• _EXERCISE_
Would you quote the material below in full and unchanged?
## start EXERCISE DATA
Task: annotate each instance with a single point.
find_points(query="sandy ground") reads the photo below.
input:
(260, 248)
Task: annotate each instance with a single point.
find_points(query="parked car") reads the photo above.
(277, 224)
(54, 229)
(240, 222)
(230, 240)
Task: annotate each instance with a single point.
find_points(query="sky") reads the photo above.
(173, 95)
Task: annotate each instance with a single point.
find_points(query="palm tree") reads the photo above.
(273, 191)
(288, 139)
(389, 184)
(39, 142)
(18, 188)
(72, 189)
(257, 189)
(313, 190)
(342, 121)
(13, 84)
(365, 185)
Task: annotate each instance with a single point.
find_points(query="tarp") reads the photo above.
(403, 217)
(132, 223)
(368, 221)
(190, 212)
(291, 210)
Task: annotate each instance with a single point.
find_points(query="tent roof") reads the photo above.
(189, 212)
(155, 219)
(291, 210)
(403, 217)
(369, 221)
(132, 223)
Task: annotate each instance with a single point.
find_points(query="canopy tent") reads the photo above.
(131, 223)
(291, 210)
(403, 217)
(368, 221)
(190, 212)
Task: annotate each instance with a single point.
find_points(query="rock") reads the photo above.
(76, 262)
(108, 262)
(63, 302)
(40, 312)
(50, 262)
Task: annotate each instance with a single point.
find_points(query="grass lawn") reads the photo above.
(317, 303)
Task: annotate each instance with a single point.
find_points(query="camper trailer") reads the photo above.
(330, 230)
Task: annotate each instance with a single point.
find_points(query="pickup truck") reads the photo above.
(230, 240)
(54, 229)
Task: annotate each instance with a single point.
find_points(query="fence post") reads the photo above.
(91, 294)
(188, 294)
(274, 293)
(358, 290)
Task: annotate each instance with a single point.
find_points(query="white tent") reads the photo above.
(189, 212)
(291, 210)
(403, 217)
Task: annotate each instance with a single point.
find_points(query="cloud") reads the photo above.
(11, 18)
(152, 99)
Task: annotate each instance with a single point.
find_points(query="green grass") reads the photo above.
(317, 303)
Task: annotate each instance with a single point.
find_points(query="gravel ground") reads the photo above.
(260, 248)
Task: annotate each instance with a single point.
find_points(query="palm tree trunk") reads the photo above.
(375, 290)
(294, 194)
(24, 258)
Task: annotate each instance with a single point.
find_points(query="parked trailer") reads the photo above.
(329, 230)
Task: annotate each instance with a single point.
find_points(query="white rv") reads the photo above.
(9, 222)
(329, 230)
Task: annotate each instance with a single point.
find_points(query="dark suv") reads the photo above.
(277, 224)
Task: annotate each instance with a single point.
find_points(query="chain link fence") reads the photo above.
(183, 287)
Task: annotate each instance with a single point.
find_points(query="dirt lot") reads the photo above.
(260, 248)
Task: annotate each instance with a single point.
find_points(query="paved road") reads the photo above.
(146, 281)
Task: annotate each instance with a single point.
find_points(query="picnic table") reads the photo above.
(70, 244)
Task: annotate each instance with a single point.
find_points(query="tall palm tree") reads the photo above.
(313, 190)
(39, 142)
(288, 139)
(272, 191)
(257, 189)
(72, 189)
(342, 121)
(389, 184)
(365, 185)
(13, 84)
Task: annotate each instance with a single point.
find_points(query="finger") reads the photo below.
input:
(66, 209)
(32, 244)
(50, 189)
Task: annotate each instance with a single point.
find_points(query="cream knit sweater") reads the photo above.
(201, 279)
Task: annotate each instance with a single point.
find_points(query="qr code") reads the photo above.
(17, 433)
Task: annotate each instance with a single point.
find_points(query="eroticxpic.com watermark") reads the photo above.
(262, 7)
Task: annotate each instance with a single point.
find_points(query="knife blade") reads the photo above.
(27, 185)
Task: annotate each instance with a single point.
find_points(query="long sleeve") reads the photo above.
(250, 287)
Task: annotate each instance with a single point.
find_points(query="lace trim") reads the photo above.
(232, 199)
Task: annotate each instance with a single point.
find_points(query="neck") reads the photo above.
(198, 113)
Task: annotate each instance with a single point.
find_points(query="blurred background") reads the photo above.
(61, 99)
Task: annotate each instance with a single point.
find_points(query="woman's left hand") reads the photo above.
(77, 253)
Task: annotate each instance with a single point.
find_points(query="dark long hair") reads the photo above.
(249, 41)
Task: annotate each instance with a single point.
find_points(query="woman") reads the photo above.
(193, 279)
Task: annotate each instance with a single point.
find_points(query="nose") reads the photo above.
## end EXERCISE DATA
• _SOLUTION BELOW_
Task: annotate each instance with a single point.
find_points(query="sandy ground") reads the photo below.
input:
(260, 248)
Task: annotate each instance with a single point.
find_points(query="parked car") reads the photo above.
(277, 224)
(54, 229)
(240, 222)
(230, 240)
Task: annotate each instance with a single point.
find_points(query="sky") reads the photo above.
(173, 95)
Task: annotate each instance with a single point.
find_points(query="palm tree") reads the photo above.
(273, 191)
(288, 139)
(389, 184)
(39, 142)
(18, 188)
(72, 189)
(257, 189)
(313, 190)
(342, 121)
(13, 84)
(365, 185)
Task: annotate each instance with a single point.
find_points(query="tarp") reads the photo above.
(403, 217)
(132, 223)
(368, 221)
(190, 212)
(291, 210)
Task: annotate each instance with a single point.
find_points(query="tent roof") reads the photo above.
(189, 212)
(155, 219)
(291, 210)
(403, 217)
(369, 221)
(132, 223)
Task: annotate each instance with a single point.
find_points(query="canopy tent") reads the photo above.
(131, 223)
(291, 210)
(403, 217)
(368, 221)
(190, 212)
Task: annotate each instance with a single point.
find_points(query="rock") reads the photo above.
(76, 262)
(108, 262)
(63, 302)
(40, 312)
(50, 262)
Task: annotate each instance with a single point.
find_points(query="grass lawn") reads the photo above.
(317, 303)
Task: annotate each instance with a single point.
find_points(query="camper trailer") reads the photo above.
(330, 230)
Task: annotate each instance with a single point.
find_points(query="pickup truck") reads the photo above.
(230, 240)
(54, 229)
Task: annotate each instance with a single point.
find_points(query="fence post") reads the photo above.
(91, 294)
(188, 294)
(274, 293)
(358, 290)
Task: annotate each instance with a single point.
find_points(query="white tent") reads the photo above.
(189, 212)
(291, 210)
(403, 217)
Task: annotate each instance with a single point.
find_points(query="cloud") reads the photo above.
(11, 18)
(152, 99)
Task: annotate each instance with a single point.
find_points(query="green grass") reads the photo above.
(317, 303)
Task: annotate each instance with a single point.
find_points(query="gravel ground") reads the photo above.
(260, 248)
Task: annotate each instance with a single point.
find_points(query="palm tree trunk") reads the photo above.
(375, 290)
(294, 194)
(24, 258)
Task: annotate each instance with a single point.
find_points(query="parked trailer") reads the photo above.
(329, 230)
Task: annotate each instance with a single point.
find_points(query="white rv") reads the photo above.
(9, 222)
(329, 230)
Task: annotate each instance with a single point.
find_points(query="dark suv") reads the photo above.
(277, 224)
Task: annotate each instance with a single point.
find_points(query="chain link fence") reads the photo above.
(183, 287)
Task: annotate each instance with a single point.
find_points(query="dirt lot") reads the photo above.
(260, 248)
Task: annotate each instance with a single point.
find_points(query="paved road") reads the photo above.
(146, 281)
Task: annotate each instance with a single point.
find_points(query="picnic table") reads the photo above.
(70, 244)
Task: annotate each instance with a single point.
find_points(query="tall palm tree") reads the photo above.
(313, 190)
(39, 142)
(288, 139)
(272, 191)
(257, 189)
(72, 189)
(342, 121)
(389, 184)
(365, 185)
(13, 84)
Task: annotate each instance with a single point.
find_points(query="finger") reads the photo below.
input:
(66, 209)
(32, 244)
(50, 189)
Task: annotate each instance with a single point.
find_points(query="cream knit sweater") reads the photo above.
(201, 279)
Task: annotate each instance with a single point.
find_points(query="qr code") reads the photo above.
(17, 433)
Task: annotate each instance with a single point.
find_points(query="eroticxpic.com watermark") reads the photo above.
(262, 7)
Task: annotate each instance with a single point.
find_points(query="knife blade") reads the photo above.
(27, 185)
Task: annotate each instance with a single point.
find_points(query="long sleeve") reads the photo above.
(250, 287)
Task: annotate each instance with a single point.
find_points(query="lace trim") reads the photo above.
(232, 199)
Task: annotate each instance with a single point.
find_points(query="neck") reads the photo above.
(198, 113)
Task: annotate each instance with a single point.
find_points(query="blurred background") reads the photo above.
(61, 99)
Task: annotate each instance with a single point.
find_points(query="woman's left hand") reads the photo above.
(77, 253)
Task: annotate each instance with a single point.
find_points(query="dark long hair") reads the photo above.
(249, 41)
Task: annotate each instance with a single point.
find_points(query="woman") reads the photo above.
(193, 279)
Task: annotate each instance with a single point.
find_points(query="nose") reads the photo above.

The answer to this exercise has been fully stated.